Text to read |
════

This summary of 'Social Inclusion: Opening the door to a better Scotland' briefly describes:
  • the nature and scale of social exclusion in Scotland;
  • the aims and principles of Government action to promote social inclusion;
  • the 4 key strands of Government action to promote inclusion; and
  • the complementary programme of work to be taken forward under the 'social inclusion strategy', which has been developed with the support of the Scottish Social Inclusion Network and is being published separately.
Social exclusion in Scotland
Social exclusion is a complex set of linked problems, including unemployment, poor skills, low income, poor housing, high crime environments, bad health and family breakdown. Each of these problems affects too many people in Scotland:
  • 31,000 people in Scotland have been unemployed and claiming benefit for more than a year
  • 4,000 people aged under 25 have been unemployed and claiming benefit for more than a year
  • 4,000 young people leave school every year without any Standard Grades
  • 1.2 million people in Scotland, 25% of the population, live in households whose income is less than half the national average
  • an estimated 34% of children and 41% of under-5s in Scotland live in such low-income households
  • 25% of Scottish houses suffer from dampness and/or condensation
In addition, there are high levels of variation within these indicators between the most affluent and most deprived areas. There are also concentrations of deprivation in some parts of Scotland. For example:
  • 11% of babies born to mothers from the most deprived areas in 1996 were of low birth weight, compared to 6% in the most affluent areas
  • the unemployment rate in Easterhouse is 12.9% (in Scotland as a whole it is 5.5%)
  • more than half of the most deprived districts in Scotland are in Glasgow.
The Scottish Social Inclusion Network
In June 1998, recognising the need for a broadly based and strategic approach to promoting social inclusion in Scotland, the Government established the Scottish Social Inclusion Network. The Network includes senior Government officials; representatives of key organisations including the Convention of Scottish Local Authorities, Scottish Homes, Scottish Enterprise, the Scottish Council for Voluntary Organisations, the Poverty Alliance, the STUC, CBI Scotland and the Equal Opportunities Commission; and individuals with direct, personal experience of tackling social exclusion, including community representatives.

════

[Entries pointing to named objects]
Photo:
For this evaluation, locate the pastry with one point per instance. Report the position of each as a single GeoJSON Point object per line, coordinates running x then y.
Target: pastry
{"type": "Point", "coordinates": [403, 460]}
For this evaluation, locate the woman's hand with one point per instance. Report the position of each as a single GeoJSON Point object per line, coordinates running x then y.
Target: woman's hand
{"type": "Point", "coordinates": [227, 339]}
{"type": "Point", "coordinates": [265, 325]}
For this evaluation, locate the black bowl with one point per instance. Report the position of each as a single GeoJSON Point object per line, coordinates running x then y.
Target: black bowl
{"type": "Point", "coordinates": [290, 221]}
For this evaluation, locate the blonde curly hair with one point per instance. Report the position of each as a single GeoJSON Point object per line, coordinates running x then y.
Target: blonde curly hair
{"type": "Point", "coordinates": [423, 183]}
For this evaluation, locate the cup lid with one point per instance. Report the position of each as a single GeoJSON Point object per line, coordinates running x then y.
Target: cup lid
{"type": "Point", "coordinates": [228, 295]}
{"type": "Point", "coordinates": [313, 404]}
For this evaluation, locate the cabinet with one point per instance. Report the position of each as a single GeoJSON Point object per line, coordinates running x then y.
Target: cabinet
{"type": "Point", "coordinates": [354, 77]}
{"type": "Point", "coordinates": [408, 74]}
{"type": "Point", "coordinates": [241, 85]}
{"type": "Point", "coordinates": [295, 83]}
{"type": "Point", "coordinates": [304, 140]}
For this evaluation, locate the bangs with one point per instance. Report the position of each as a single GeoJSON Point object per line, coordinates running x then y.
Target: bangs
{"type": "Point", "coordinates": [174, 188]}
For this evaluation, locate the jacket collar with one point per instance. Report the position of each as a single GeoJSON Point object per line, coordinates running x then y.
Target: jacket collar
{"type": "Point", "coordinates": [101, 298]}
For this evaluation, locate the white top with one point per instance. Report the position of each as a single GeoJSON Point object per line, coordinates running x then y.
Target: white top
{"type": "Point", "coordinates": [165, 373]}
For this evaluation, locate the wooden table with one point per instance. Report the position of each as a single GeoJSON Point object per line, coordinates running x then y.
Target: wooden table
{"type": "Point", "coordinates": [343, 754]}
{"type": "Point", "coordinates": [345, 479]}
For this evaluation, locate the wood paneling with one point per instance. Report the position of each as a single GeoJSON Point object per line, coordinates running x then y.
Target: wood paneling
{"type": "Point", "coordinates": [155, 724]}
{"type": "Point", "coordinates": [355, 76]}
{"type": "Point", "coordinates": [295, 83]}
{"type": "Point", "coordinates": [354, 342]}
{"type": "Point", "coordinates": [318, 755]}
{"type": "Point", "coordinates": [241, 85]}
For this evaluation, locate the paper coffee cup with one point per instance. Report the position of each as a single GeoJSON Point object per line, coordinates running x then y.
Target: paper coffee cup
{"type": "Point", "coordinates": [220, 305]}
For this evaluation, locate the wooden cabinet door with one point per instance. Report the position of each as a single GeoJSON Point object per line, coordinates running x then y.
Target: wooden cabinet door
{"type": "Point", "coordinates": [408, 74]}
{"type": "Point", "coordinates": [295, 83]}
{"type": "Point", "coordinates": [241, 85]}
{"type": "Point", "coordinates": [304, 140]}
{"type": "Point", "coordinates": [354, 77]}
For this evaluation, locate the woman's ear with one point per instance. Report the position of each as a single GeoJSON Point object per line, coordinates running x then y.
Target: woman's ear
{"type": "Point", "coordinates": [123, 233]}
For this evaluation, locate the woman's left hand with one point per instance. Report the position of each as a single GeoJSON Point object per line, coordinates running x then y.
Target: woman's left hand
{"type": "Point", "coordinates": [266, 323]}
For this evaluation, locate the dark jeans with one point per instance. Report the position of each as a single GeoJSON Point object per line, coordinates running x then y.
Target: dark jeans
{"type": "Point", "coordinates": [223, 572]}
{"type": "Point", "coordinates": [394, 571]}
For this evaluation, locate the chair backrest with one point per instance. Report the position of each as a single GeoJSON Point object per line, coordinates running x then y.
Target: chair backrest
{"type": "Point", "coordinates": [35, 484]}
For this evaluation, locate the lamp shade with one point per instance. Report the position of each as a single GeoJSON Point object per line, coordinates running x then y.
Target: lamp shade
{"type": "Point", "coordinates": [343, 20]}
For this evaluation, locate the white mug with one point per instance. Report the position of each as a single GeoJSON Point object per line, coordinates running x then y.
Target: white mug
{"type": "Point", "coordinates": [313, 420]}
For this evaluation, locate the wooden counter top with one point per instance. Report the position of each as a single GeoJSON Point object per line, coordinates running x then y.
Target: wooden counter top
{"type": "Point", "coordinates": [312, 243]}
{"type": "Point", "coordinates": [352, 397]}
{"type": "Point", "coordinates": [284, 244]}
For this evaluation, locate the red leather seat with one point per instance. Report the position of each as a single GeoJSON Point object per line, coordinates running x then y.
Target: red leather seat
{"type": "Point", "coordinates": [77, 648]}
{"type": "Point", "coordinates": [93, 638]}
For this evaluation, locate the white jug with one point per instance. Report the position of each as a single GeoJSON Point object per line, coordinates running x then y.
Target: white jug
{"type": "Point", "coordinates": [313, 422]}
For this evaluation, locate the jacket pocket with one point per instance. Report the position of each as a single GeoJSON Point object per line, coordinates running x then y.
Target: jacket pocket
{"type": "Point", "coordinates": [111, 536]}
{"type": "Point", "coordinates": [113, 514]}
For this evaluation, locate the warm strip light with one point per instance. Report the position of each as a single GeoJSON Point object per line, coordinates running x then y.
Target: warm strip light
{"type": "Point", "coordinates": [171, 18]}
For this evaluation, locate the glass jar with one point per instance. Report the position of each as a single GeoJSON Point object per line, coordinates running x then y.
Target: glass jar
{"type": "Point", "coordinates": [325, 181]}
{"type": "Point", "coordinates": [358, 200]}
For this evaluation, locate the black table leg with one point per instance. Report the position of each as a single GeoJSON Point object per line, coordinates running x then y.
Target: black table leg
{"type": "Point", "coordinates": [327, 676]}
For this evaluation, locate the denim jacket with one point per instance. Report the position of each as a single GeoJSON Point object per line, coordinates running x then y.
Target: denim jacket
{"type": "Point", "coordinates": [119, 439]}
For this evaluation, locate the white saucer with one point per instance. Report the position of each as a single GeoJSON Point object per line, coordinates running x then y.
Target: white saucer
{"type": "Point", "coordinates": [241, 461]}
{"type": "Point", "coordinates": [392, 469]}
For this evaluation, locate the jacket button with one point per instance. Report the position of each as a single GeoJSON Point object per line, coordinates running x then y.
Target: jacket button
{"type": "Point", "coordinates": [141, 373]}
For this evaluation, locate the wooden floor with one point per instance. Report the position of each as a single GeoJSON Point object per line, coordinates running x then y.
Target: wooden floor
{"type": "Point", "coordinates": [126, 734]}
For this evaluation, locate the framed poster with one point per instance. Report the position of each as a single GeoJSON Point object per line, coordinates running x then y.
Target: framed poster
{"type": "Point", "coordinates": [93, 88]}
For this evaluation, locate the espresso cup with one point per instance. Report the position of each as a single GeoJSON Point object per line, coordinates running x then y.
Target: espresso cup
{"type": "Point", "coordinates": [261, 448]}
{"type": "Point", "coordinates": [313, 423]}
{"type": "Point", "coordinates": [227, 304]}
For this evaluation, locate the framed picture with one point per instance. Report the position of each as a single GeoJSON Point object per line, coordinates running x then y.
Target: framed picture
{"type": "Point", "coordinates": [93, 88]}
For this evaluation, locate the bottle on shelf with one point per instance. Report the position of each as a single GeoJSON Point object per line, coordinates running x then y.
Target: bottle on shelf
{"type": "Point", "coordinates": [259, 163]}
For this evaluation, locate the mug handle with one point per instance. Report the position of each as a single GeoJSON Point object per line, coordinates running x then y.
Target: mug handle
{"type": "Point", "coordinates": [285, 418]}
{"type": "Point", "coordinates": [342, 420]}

════

Directives |
1. Using the social inclusion summary, answer each question briefly.
(a) How many people aged under 25 have been unemployed and claiming benefit for more than a year?
(b) What is the unemployment rate in Easterhouse?
(c) In what month and year did the Government establish the Scottish Social Inclusion Network?
2. Count the lines of the records that contain the string "wooden", treating case as significant. Give only the number.

Results in order |
1.
(a) 4,000
(b) 12.9%
(c) June 1998

2. 8